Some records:

****************************************

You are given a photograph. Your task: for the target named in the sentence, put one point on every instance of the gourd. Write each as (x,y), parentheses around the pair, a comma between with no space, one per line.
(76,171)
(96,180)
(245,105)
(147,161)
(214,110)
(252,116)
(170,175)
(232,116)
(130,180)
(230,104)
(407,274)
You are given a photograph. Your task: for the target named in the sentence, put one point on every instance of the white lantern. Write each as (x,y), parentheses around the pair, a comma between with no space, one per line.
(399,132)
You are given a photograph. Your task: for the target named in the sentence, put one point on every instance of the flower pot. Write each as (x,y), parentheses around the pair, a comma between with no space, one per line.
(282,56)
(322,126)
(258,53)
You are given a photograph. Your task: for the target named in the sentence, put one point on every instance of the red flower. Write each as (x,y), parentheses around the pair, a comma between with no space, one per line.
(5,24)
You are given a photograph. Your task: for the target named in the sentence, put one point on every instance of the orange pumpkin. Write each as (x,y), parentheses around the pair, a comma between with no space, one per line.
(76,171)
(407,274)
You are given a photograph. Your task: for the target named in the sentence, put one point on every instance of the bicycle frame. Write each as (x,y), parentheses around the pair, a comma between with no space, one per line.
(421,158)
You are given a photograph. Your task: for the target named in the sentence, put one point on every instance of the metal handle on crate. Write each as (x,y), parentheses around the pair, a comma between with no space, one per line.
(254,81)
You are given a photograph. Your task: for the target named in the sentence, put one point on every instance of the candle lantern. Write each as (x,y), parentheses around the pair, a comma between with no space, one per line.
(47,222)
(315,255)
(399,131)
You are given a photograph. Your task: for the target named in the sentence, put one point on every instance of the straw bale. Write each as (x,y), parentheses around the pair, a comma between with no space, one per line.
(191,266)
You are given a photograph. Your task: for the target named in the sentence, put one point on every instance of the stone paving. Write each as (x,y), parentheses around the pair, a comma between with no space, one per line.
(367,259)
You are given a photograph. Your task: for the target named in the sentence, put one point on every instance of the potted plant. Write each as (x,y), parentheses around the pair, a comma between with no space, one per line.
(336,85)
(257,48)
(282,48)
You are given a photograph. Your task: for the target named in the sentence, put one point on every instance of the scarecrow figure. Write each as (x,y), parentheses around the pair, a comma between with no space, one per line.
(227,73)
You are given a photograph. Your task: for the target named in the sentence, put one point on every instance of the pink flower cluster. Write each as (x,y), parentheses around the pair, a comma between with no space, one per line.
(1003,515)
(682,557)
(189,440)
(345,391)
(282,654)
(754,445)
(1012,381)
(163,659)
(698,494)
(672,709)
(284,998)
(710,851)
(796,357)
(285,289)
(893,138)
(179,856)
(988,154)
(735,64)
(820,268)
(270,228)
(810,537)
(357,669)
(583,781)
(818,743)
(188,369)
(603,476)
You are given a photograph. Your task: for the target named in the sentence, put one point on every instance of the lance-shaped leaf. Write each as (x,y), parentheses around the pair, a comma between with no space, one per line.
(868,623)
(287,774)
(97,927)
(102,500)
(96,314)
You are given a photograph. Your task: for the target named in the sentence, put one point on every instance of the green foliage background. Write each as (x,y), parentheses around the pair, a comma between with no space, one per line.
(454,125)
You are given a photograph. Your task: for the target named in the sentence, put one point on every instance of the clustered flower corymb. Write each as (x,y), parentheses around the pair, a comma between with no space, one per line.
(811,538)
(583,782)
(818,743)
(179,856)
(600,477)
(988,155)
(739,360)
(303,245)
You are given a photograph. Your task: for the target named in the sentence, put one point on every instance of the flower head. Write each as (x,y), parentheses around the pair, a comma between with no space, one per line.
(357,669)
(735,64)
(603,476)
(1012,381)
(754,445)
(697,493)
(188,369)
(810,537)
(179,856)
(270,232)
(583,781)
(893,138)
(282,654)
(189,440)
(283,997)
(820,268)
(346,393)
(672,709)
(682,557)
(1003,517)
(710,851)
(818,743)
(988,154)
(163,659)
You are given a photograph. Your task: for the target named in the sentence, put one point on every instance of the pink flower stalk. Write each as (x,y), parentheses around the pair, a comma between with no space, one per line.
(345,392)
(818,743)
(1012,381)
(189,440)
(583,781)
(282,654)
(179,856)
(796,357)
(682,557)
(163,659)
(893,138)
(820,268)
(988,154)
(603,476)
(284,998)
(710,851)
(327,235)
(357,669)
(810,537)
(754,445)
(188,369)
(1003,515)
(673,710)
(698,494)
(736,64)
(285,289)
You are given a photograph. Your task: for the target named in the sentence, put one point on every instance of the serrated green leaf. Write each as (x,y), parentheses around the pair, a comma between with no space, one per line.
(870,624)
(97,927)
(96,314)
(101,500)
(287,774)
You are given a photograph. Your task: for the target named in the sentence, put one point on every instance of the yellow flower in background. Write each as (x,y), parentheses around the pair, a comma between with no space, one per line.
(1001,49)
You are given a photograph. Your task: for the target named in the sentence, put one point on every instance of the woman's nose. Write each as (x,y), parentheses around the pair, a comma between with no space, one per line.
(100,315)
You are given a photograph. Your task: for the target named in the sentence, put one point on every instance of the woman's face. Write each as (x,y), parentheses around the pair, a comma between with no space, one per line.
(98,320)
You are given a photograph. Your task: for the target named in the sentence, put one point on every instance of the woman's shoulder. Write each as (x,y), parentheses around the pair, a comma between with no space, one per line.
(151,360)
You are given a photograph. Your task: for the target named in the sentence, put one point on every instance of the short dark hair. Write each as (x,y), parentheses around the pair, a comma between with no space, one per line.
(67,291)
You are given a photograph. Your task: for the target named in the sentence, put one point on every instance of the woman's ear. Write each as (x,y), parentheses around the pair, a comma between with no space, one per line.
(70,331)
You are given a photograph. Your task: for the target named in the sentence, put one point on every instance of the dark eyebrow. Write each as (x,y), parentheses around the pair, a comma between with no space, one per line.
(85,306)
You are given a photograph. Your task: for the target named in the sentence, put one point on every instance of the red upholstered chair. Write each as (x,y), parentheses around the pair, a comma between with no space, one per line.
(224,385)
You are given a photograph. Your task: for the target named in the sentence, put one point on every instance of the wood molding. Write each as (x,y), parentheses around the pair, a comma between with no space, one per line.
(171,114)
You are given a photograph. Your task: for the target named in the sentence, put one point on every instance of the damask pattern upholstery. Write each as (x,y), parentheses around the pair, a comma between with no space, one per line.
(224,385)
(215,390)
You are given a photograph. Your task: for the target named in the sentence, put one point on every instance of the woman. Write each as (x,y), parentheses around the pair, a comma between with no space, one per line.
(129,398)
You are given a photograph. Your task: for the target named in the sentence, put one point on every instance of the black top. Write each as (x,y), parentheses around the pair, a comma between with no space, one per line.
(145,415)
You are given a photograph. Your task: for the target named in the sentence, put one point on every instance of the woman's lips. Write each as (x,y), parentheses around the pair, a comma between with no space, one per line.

****************************************

• Stated exercise:
Exact copies of all the records are required.

• Solved exercise:
You are given a photograph. Your task: for the target named in the sentence, put one point on every instance of the gourd. Write each as (x,y), parentheses around the pair, a comma between with no space, one per line.
(76,171)
(96,180)
(245,105)
(147,161)
(214,110)
(252,116)
(170,175)
(232,116)
(130,180)
(230,104)
(407,274)
You are given a photograph. Your task: for the target named in the sentence, put one point on every instance of the white lantern. Write each as (x,y), parentheses around the pair, a comma between with no space, one per line.
(399,132)
You are given a photograph. Your task: for the target named in the sentence, put one point on every instance of the flower pot. Write each as (x,y), parentheses around the pair, a comma between with no space, one per line.
(282,56)
(322,126)
(258,53)
You are given a photograph. Your task: for the target named in the sentence, put one point on every instance of the red flower. Write each as (x,y), parentheses around the pair, a comma between with no space, one per line.
(5,24)
You are given a photograph. Your task: for the target named in the sentence, put one point on every instance of the orange pumpkin. Write each as (x,y), parentheses around the pair, a comma between with no space, one per line.
(76,171)
(407,274)
You are given a photograph. Your task: for the target named in the sentence, put one point on every instance of the bicycle frame. Write each as (x,y), parentheses around the pair, a comma between with no space, one per line.
(421,158)
You are given a photograph. Your task: for the target named in the sentence, put one point on every instance of the metal handle on crate. Write each as (x,y), parentheses around the pair, a comma between with no space, one per line.
(254,81)
You are given a photograph. Your task: for the target named in the sentence, put one point on every instance of the candle lantern. Write each as (x,y), parentheses around the pair, a comma between with no space, one per line.
(47,222)
(315,255)
(399,131)
You are given a photograph. Your task: for the target named in the sentence, put one point on every instance of the straw bale. Write each as (x,y), parentheses around the pair, a comma between with no space, one per line.
(191,266)
You are given a photograph. Your task: for the target named in the sentence, put one point on every instance of the stone paving. Write each as (x,y), parentheses around the pair, a comma between with no space, one per line.
(367,259)
You are given a photograph. Your task: for the target named in the sentence, put one point on every instance of the potted plant. Write each as (x,y), parentheses around the pair, a comma between with no space, one per line.
(336,85)
(257,48)
(282,48)
You are given a photograph. Your task: for the target named in the sentence, put one point on every instance of the scarecrow figure. Write each as (x,y), parentheses around the pair, a comma between with no space, one per line.
(227,73)
You are given a photograph. Your task: for the target named in the sentence, put one point on every instance of the pink flower cluster. Write each as (x,y), parentheses around the pair, a comma between with no space, one per line.
(1003,515)
(682,557)
(189,440)
(345,391)
(282,654)
(754,445)
(1012,381)
(163,659)
(698,494)
(672,709)
(284,998)
(710,851)
(796,357)
(285,289)
(893,138)
(179,856)
(988,154)
(735,64)
(820,268)
(270,228)
(810,537)
(357,669)
(583,781)
(818,743)
(188,369)
(603,476)
You are given a photograph. Your task: for the target named in the sentence, put one point on every instance of the lance-shaped leaf. Write each as (x,y), parentheses around the pair, a comma between with no space, one per line.
(868,623)
(287,774)
(97,927)
(102,500)
(96,314)
You are given a photograph. Your task: for the target named in the sentence, put one point on every instance of the green foliage background. Write each as (x,y), parentheses around the pair, a comma between with no space, one per line.
(454,125)
You are given a photograph. Your task: for the target named in the sentence, put one point on every instance of the clustered flower corymb. Write each as (x,y), parentheses around the pair, a comma between with no space, one per line.
(811,538)
(583,782)
(818,743)
(179,856)
(600,477)
(988,155)
(739,360)
(303,245)
You are given a photograph. Your task: for the target named in the sentence, put one point on every instance of the flower head. Write each as (x,y), parentheses around the pair, a comma between with no space, one per line.
(357,669)
(735,64)
(603,476)
(1012,381)
(754,445)
(697,493)
(188,369)
(810,537)
(179,856)
(270,232)
(583,781)
(893,138)
(282,654)
(189,440)
(283,997)
(820,268)
(346,393)
(672,709)
(682,557)
(1003,517)
(710,851)
(818,743)
(988,154)
(163,659)
You are given a photograph. Your task: for the target named in the sentence, put one point on every instance of the pink flower stalk. Write each as (x,y), parentheses around the pair, a comma between with no space, one per line.
(345,392)
(818,743)
(1012,381)
(189,440)
(583,781)
(282,654)
(179,856)
(796,357)
(682,557)
(163,659)
(893,138)
(820,268)
(988,154)
(603,476)
(284,998)
(710,851)
(327,235)
(357,669)
(810,537)
(754,445)
(188,369)
(1003,515)
(673,710)
(698,494)
(736,64)
(285,289)
You are given a photograph. Your task: for the target named in the sentence, put one point on every instance of the serrated green leaf. Write each as (x,y), parentheses around the pair, a comma between with no space, one per line.
(870,624)
(97,927)
(96,314)
(101,500)
(287,774)
You are given a photograph. Your task: for the target named in the sentence, put one point on every instance of the yellow flower in background. Write each as (x,y), parentheses around the pair, a comma between with no space, one per line.
(1001,49)
You are given a photograph. Your task: for the target named in the sentence, put one point on every instance of the woman's nose. Write each as (x,y), parentheses around the pair, a comma between with no space, one per line.
(100,315)
You are given a photograph. Your task: for the target named in the sentence, put one point on every instance of the woman's face. Write each as (x,y), parentheses around the pair, a comma between with no space, one per line.
(98,320)
You are given a photograph. Your task: for the target named in the sentence, put one point on every instance of the woman's shoulder. Write each as (x,y), parentheses around the pair, a comma between with no space, one per line.
(151,360)
You are given a photograph. Your task: for the target named in the sentence, put one point on every instance of the short dark hair. Write each as (x,y), parentheses around the pair, a comma between with no space, one per line.
(67,291)
You are given a photograph. Your task: for the target named in the sentence, put one point on every instance of the woman's ear. Write each as (x,y), parentheses around the pair, a comma between with no space, one per line.
(70,331)
You are given a photograph. Your task: for the target named in the sentence, put one point on every instance of the dark eyebrow. Write each as (x,y), parentheses around the pair, a comma between with no space, one per line.
(85,306)
You are given a photograph. Your task: for the target named in the sentence, put one point on every instance of the red upholstered chair. Write each as (x,y), parentheses around the pair, a comma between with no space, one per line.
(224,385)
You are given a photograph. Your task: for the target named in the sentence, put one point on every instance of the wood molding. Write each as (x,y), parentheses around the pair, a comma between with no space, one per line.
(171,114)
You are given a photograph. Your task: for the target named in the sentence, put one point on every instance of the damask pattern upholstery. Write each as (x,y), parentheses around the pair, a comma between with no space, one per line.
(224,385)
(215,390)
You are given a photograph. Your task: for the target named in the sentence, put one point on every instance of the woman. Write each as (x,y), parentheses around the pair, a comma between with no space, one per line.
(129,398)
You are given a photograph. Your task: for the target named in the sentence, put one point on every instance of the black top. Write each as (x,y), parentheses around the pair, a comma between with no space, one per line.
(145,415)
You are given a photograph. Your task: for the target named in the sentence, put one point on every instance of the woman's lips. Write each as (x,y), parentheses around the pair, a comma between with no space, one per line.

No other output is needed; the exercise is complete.